Идеально другие. Художники о шестидесятых — страница 103 из 122

Вы как ренессансный человек — песни, стихи, спектакли, рисуете, лепите, пишете.

В первую очередь я считаю себя поэтом. Тема стихов и песен — абстрактно-лирическая, назвать сложно, лучше послушать. Стихи начались раньше. Но более-менее профессионально заниматься искусством я начал, конечно, как художник. Я увлекался и Поллоком, и поп-артом. Молодой человек всегда увлекается абсолютно разными вещами. Не знаю, кто я больше, поэт или художник? И то и другое, вместе взятое. Французы называют это artist complete, артист на все руки, ренессансный персонаж. Еще я занимаюсь театром как режиссер и пишу для театра пьесы. Для меня занятия всеми искусствами — совершенно одно и то же. Древние греки называли все, что делается в искусстве, «музыкой». Пластика, танец, театральная мизансцена, слово, записанное на бумаге, — для меня тоже музыка.

Иными словами, молодая горячая голова, каких в то время было много в Петербурге.

• • • • •

# ЗАДАНИЯ К УПРАЖНЕНИЮ
- a) Как, согласно фрагменту интервью о шестидесятых, древние греки называли все, что делается в искусстве?
- b) Измените отрезок фрагмента интервью о шестидесятых от «В первую очередь» до «меня тоже музыка.», заменив «поэтом» на «музыкантом».
- c) Продолжите фрагмент интервью о шестидесятых с того места, где он заканчивается.
Записи для этой работы не нужны.

Записи с указанием объектов по меткам
• • • • •

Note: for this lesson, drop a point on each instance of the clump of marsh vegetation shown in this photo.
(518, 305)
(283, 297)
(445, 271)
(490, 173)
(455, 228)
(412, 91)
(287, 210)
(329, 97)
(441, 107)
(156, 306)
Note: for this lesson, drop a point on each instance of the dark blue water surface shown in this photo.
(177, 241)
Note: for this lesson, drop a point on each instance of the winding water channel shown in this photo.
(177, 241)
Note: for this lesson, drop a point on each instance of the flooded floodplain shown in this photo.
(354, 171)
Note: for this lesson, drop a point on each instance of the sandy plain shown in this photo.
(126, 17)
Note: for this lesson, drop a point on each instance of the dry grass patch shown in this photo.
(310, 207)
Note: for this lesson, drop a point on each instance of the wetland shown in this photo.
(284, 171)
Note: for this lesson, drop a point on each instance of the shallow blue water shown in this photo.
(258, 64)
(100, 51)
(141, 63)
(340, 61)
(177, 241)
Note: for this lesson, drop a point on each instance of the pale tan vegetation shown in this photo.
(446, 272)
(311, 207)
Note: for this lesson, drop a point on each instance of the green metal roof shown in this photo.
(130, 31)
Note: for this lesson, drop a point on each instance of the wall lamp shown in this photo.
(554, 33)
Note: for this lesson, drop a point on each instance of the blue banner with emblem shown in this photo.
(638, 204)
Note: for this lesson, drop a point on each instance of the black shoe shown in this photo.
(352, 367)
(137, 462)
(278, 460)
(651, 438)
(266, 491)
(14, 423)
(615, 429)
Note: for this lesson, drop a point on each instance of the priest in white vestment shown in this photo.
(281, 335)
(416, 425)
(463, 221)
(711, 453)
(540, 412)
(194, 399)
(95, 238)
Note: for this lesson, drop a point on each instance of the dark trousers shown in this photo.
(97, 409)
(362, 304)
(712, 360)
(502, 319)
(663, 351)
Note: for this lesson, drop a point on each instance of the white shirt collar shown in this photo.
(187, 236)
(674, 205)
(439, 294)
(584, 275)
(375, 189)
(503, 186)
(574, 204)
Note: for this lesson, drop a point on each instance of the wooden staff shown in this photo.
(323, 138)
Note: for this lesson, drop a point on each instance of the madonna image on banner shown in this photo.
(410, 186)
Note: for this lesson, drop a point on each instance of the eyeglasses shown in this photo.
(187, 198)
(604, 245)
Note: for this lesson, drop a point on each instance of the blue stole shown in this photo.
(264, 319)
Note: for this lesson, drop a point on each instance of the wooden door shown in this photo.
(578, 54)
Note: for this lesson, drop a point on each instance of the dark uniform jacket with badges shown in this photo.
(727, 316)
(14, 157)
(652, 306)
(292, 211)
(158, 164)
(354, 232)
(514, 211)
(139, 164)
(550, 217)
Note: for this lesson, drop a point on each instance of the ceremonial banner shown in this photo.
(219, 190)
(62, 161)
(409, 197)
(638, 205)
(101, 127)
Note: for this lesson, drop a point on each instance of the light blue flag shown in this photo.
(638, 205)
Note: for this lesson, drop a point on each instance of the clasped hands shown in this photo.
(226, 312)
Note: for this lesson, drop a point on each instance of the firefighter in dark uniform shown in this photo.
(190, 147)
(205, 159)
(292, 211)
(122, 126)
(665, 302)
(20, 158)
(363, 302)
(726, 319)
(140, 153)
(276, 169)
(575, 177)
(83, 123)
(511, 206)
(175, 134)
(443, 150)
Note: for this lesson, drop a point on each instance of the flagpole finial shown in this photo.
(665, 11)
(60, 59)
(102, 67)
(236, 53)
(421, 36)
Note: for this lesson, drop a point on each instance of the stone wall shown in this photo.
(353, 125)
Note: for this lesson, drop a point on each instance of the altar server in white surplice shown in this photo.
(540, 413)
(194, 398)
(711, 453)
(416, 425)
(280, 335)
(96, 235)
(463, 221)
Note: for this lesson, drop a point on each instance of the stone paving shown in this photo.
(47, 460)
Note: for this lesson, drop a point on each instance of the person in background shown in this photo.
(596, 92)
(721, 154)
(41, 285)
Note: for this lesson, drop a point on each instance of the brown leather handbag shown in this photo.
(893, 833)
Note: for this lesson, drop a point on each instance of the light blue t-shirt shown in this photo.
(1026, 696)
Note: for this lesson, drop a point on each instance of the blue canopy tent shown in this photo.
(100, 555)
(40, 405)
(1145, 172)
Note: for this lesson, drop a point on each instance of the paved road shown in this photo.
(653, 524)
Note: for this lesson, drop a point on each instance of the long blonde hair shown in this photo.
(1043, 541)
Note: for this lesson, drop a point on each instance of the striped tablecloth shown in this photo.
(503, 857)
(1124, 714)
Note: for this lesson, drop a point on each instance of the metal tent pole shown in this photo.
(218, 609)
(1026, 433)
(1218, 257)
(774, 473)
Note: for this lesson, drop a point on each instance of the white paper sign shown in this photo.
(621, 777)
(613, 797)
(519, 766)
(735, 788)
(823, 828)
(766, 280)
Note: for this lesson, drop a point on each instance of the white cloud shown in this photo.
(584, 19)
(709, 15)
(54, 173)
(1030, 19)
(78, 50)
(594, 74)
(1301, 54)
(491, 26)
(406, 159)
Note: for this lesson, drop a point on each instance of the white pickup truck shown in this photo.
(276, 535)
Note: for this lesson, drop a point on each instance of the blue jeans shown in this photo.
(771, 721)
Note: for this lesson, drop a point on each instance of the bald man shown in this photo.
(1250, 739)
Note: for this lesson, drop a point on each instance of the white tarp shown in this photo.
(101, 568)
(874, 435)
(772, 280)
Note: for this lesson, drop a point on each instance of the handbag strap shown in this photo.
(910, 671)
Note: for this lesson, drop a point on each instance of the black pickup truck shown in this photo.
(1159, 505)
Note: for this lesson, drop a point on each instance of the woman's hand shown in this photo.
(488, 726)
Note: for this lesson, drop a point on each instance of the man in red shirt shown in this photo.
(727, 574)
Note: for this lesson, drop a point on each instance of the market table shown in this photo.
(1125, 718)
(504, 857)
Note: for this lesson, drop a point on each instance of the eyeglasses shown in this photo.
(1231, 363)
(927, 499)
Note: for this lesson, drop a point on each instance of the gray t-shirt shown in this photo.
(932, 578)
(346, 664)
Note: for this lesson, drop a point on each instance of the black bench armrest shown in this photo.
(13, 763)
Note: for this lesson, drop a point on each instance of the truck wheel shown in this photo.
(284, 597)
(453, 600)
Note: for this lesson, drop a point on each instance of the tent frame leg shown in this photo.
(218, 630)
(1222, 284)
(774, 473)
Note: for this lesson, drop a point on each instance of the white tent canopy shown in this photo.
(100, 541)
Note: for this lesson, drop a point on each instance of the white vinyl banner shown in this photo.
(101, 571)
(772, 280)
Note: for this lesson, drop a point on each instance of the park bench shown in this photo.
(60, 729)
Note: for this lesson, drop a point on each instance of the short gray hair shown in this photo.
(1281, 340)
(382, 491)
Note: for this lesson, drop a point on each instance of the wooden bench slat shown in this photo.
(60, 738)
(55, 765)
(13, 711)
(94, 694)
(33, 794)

• • • • •

# РЕЗУЛЬТАТЫ УПРАЖНЕНИЯ
- a) Древние греки называли это «музыкой».

- b)
В первую очередь я считаю себя музыкантом. Тема стихов и песен — абстрактно-лирическая, назвать сложно, лучше послушать. Стихи начались раньше. Но более-менее профессионально заниматься искусством я начал, конечно, как художник. Я увлекался и Поллоком, и поп-артом. Молодой человек всегда увлекается абсолютно разными вещами. Не знаю, кто я больше, поэт или художник? И то и другое, вместе взятое. Французы называют это artist complete, артист на все руки, ренессансный персонаж. Еще я занимаюсь театром как режиссер и пишу для театра пьесы. Для меня занятия всеми искусствами — совершенно одно и то же. Древние греки называли все, что делается в искусстве, «музыкой». Пластика, танец, театральная мизансцена, слово, записанное на бумаге, — для меня тоже музыка.

- c)
Мы называли себя битниками. В ту пору модно было читать Джека Керуака, Аллена Гинзберга, нам казалось, что нужно ходить в драной одежде запущенной, с нечесаными грязными волосами. Сейчас, наверное, никто не помнит, кто такие битники. Образование у меня в высшей степени незаконченное. Школьное есть, конечно. Учился я в 213-й английской школе, которую организовал мой папаша и был там преподавателем. Но в школе ничего не сложилось, оттуда я ушел довольно рано. После седьмого класса меня выгнали за хулиганство и хроническую неуспеваемость, и заканчивал я уже обычную школу. Но в 213-й учился ККК — Константин Константинович Кузьминский, с которым мы до сих пор дружим. Костя живет в Америке и купил сейчас дом где-то на севере от Нью-Йорка. Позже он организовывал первые квартирные выставки.

Как вы учились рисовать?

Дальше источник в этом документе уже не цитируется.